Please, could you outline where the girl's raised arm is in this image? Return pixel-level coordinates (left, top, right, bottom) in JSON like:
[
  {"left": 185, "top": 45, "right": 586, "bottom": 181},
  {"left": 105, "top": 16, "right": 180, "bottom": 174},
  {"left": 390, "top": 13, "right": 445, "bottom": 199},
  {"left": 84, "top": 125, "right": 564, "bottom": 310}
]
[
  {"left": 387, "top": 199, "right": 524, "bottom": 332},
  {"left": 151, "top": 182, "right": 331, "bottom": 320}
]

════

## DO THIS
Pull out every line of the records above that contains the word "bottom". Uppercase and lowercase must match.

## TASK SOLUTION
Please, could you outline where the girl's raised arm is in this image? Return pixel-level coordinates (left, top, right, bottom) in JSON like:
  {"left": 185, "top": 45, "right": 586, "bottom": 181},
  {"left": 105, "top": 16, "right": 180, "bottom": 174},
  {"left": 390, "top": 13, "right": 445, "bottom": 199},
  {"left": 84, "top": 125, "right": 564, "bottom": 310}
  {"left": 387, "top": 199, "right": 524, "bottom": 332},
  {"left": 151, "top": 182, "right": 331, "bottom": 320}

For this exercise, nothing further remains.